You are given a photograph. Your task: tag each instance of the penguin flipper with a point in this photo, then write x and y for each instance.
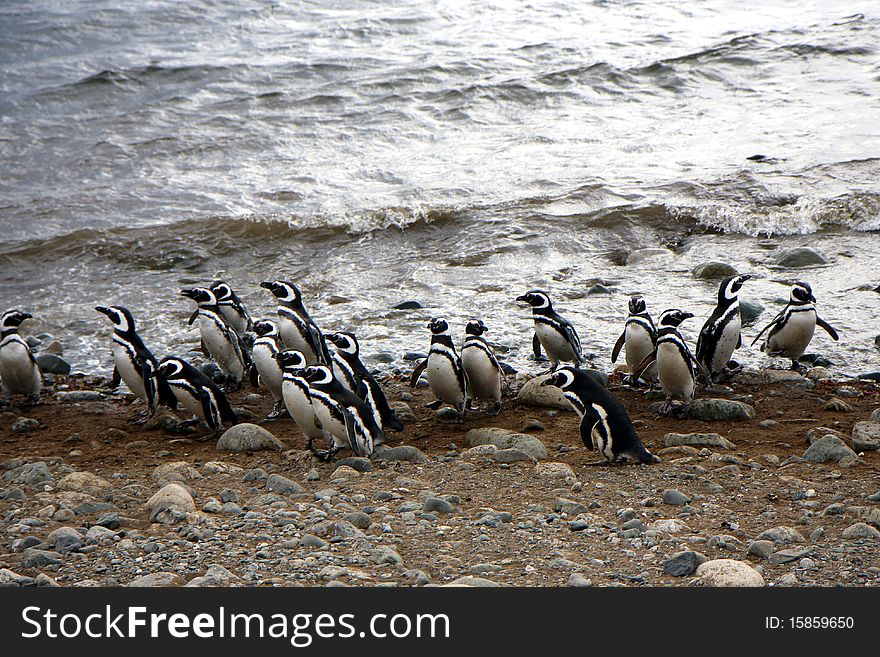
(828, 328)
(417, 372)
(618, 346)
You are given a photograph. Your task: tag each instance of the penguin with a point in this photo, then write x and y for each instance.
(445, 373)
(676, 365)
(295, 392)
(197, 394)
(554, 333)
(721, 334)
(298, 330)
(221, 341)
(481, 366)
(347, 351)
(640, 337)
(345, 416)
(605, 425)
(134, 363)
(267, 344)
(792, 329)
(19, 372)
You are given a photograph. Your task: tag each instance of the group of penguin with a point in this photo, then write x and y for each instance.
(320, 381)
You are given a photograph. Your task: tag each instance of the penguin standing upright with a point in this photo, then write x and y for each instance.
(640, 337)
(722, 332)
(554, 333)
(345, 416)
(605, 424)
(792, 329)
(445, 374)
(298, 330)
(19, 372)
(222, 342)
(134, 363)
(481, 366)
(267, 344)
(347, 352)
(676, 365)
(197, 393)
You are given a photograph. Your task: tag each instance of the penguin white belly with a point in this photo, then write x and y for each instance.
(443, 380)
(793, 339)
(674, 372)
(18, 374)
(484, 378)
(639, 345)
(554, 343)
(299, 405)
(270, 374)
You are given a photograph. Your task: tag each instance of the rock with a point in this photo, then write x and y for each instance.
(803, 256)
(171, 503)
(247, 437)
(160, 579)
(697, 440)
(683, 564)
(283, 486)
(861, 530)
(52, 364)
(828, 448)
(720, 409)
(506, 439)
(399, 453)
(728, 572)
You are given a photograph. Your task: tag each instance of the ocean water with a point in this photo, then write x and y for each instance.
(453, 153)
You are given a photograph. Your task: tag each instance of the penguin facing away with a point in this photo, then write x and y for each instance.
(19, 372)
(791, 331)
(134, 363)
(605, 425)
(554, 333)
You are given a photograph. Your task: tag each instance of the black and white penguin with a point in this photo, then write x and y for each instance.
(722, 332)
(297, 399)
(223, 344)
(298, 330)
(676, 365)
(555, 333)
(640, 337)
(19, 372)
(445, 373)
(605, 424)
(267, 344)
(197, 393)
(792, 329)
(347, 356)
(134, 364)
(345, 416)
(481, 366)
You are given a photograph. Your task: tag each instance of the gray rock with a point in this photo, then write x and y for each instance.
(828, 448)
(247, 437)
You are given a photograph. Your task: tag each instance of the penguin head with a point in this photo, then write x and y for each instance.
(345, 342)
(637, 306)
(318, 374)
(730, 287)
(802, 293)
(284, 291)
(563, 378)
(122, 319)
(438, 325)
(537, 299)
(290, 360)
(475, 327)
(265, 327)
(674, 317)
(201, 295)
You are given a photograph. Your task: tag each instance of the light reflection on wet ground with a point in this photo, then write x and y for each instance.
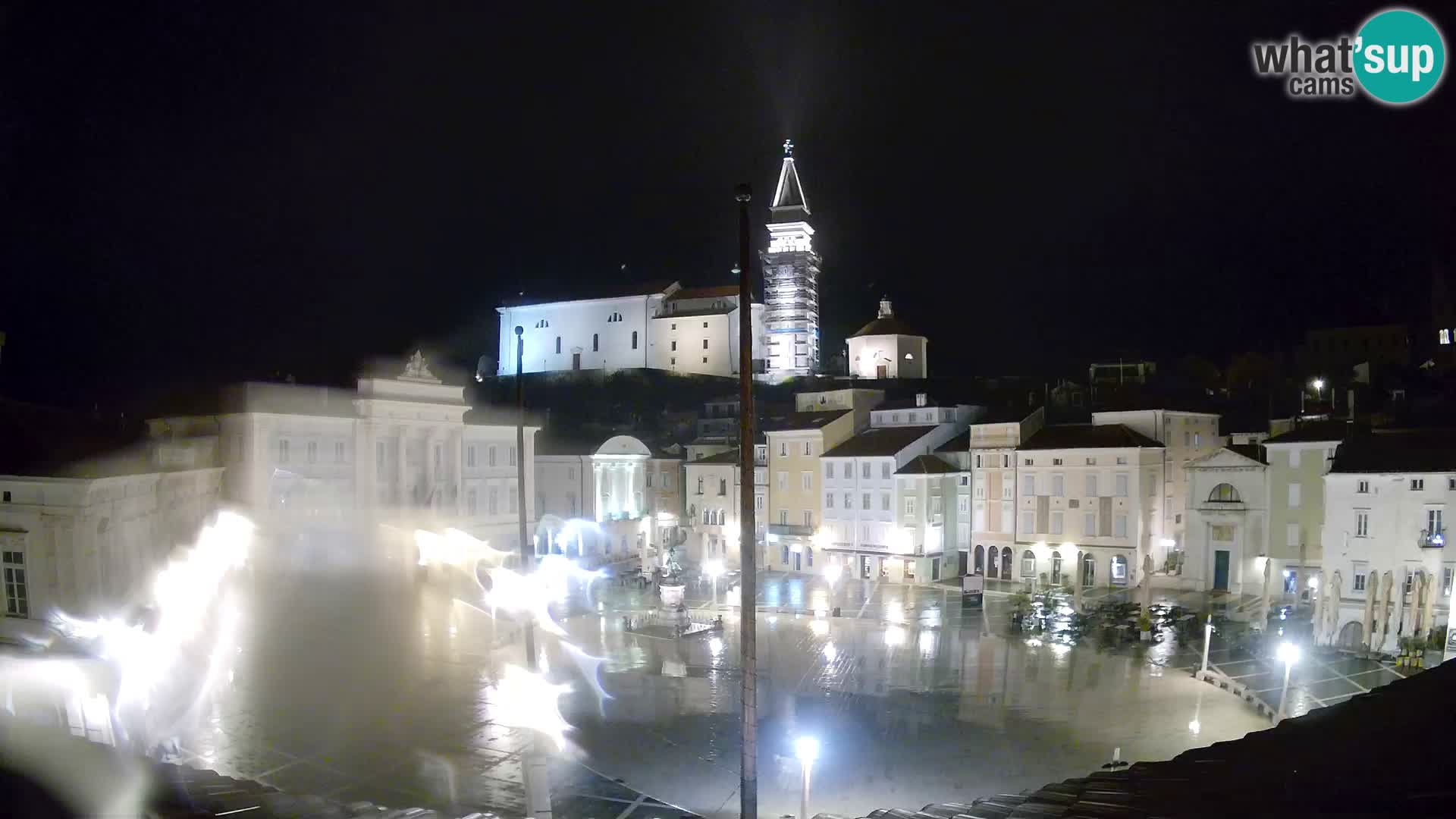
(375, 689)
________________________
After removing each picture, print the entries above exactly as they were.

You are given a photograph. Your task: tag each instance of the penguin flipper with a point in this photo, then write x and y for each instance.
(828, 328)
(417, 372)
(618, 346)
You are given a photograph. Your task: tag each instance of the penguin with a point in this photo, then write x and y for each instance.
(445, 373)
(676, 365)
(295, 392)
(197, 394)
(554, 333)
(721, 334)
(298, 330)
(221, 341)
(481, 366)
(347, 351)
(640, 337)
(345, 416)
(605, 425)
(134, 363)
(267, 344)
(792, 329)
(19, 372)
You are given a photograph. Your task: tag each instance of the group of penguin with a point in this photo, then write x and y for each instance.
(320, 381)
You are given a photograph. Your task: tag each instance of the penguin standing upright with a point in this photo, then write x and y for each instance.
(640, 337)
(722, 332)
(554, 333)
(345, 416)
(605, 424)
(792, 329)
(445, 374)
(298, 330)
(19, 372)
(222, 342)
(134, 363)
(481, 366)
(267, 344)
(347, 352)
(676, 365)
(197, 393)
You are given a photograph. Your task: tag each instance of the penguin white belly with a point in this photo, then write x and y for each instance.
(443, 380)
(793, 339)
(674, 372)
(18, 374)
(484, 378)
(639, 345)
(554, 343)
(299, 405)
(270, 374)
You are given a photograph. Your task: tag each instance of the rock with a point in this photo, then write x and y for each instance.
(803, 256)
(171, 503)
(247, 437)
(160, 579)
(697, 440)
(683, 564)
(283, 486)
(861, 530)
(52, 364)
(828, 448)
(720, 409)
(506, 439)
(399, 453)
(728, 572)
You are given a photograph. Your task: tag each instance of the ocean water with a point in this photo, then write x and y for each instance.
(453, 153)
You are given a photograph. Your task: tag each instance of the penguin facing away with a point in this photo, then write x and y for each instance.
(19, 372)
(791, 331)
(134, 363)
(605, 425)
(554, 333)
You are given a photograph. Your task: tag each instance of the black and white penguin with a point in this photo, then write x and y for each instance.
(722, 332)
(297, 399)
(223, 344)
(298, 330)
(676, 365)
(555, 333)
(640, 337)
(19, 372)
(445, 373)
(605, 424)
(267, 344)
(197, 393)
(792, 329)
(347, 356)
(134, 364)
(345, 416)
(481, 366)
You are given a photograph. Your task: tag each instance of the gray rock with a point in this photo, then write x and y for each instance.
(828, 448)
(247, 437)
You are given a photograph. Your task: tag each instance of the penguin head with a point in this photo, then write x and y for each instance.
(345, 342)
(637, 306)
(318, 374)
(730, 287)
(802, 293)
(284, 291)
(563, 378)
(122, 319)
(438, 325)
(537, 299)
(290, 360)
(475, 327)
(265, 327)
(674, 317)
(201, 295)
You are given a photograph. Your task: tag each instance of the light reflection on wet ground with a point in this photo, then write x and y for each instance.
(375, 689)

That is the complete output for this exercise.